→ **Document passage**:
########
Blueprint for Breakthroughs is a LinkedIn newsletter published by Adrienne B. Mendoza, MHA, SVP BioBridge Global and Chief Operating Officer (COO), BBG Advanced Therapies
Originally published on LinkedIn on October 7, 2025
This week, as the lights flicker in Washington and the nation feels the uncertainty of a government shutdown, the desert sun in Arizona seems to shine even brighter. At the Alliance for Regenerative Medicine’s Meeting on the Mesa, the cell and gene therapy community is alive with optimism, purpose, and momentum.
Inside the conference halls, the conversations are rich with possibility—how to accelerate clinical development, expand access, and build systems that can weather disruption. It’s a striking contrast: one part of our national infrastructure has slowed, while another is surging forward through collaboration and creativity.
That contrast is revealing. Progress in advanced therapies requires designing for resilience.
Resilience in Real Time
For those of us working in cell and gene therapy, moments like this remind us how interconnected science and systems truly are. The government shutdown is more than a policy event—it’s a stress test. It exposes where our infrastructure depends too heavily on stability and where it’s flexible enough to adapt.
And yet, progress continues. Across the country, research teams are still collecting cells, running assays, and analyzing data. Partnerships are forming. Trials are enrolling. Innovation moves forward not because the path is smooth, but because the people leading it refuse to stop.
That’s the defining strength of this field: its ability to turn disruption into determination.
Designing for Continuity and Connection
The regenerative medicine community has learned to build for resilience. From supply chains to regulatory frameworks, we’re learning to design continuity into the system—to ensure that therapies, trials, and patients are not left waiting when external pressures rise.
This spirit of adaptability is at the heart of what’s happening here at the Mesa. The connections being made this week represent more than professional alignment; they’re the foundation for shared problem-solving across an ecosystem that depends on partnership.
Progress in advanced therapies isn’t a solo effort—it’s a collective design project. One where data, infrastructure, and collaboration form the true scaffolding of innovation.
Access as the Engine of Progress
Resilience exists for a purpose: to create access that endures. Every innovation ultimately leads to a patient, and every system we design should be built with that patient in mind.
When systems stall—whether due to funding gaps, logistics, or geography—patients feel it first. That’s why access and scalability are not just operational priorities; they are the moral architecture of this field.
I often think of patient access and market scalability as the twin rails for progress—the structure that supports not only innovation, but the shared progress that turns science into solutions. Together, they create the space for the leap of faith every breakthrough requires: the courage to build systems that don’t yet exist, but must.
########
Stored items
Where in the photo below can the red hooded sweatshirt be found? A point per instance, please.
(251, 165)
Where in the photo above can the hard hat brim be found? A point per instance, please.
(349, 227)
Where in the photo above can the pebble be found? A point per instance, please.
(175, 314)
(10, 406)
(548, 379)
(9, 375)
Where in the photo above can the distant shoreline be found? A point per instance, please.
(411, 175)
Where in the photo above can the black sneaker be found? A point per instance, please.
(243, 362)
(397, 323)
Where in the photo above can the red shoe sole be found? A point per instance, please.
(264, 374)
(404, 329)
########
→ **Problem to work on**: Return the newsletter passage that begins at the words "Inside the conference" and stops after "enough to adapt.", copied word for word.

→ **Written response**:
Inside the conference halls, the conversations are rich with possibility—how to accelerate clinical development, expand access, and build systems that can weather disruption. It’s a striking contrast: one part of our national infrastructure has slowed, while another is surging forward through collaboration and creativity.
That contrast is revealing. Progress in advanced therapies requires designing for resilience.
Resilience in Real Time
For those of us working in cell and gene therapy, moments like this remind us how interconnected science and systems truly are. The government shutdown is more than a policy event—it’s a stress test. It exposes where our infrastructure depends too heavily on stability and where it’s flexible enough to adapt.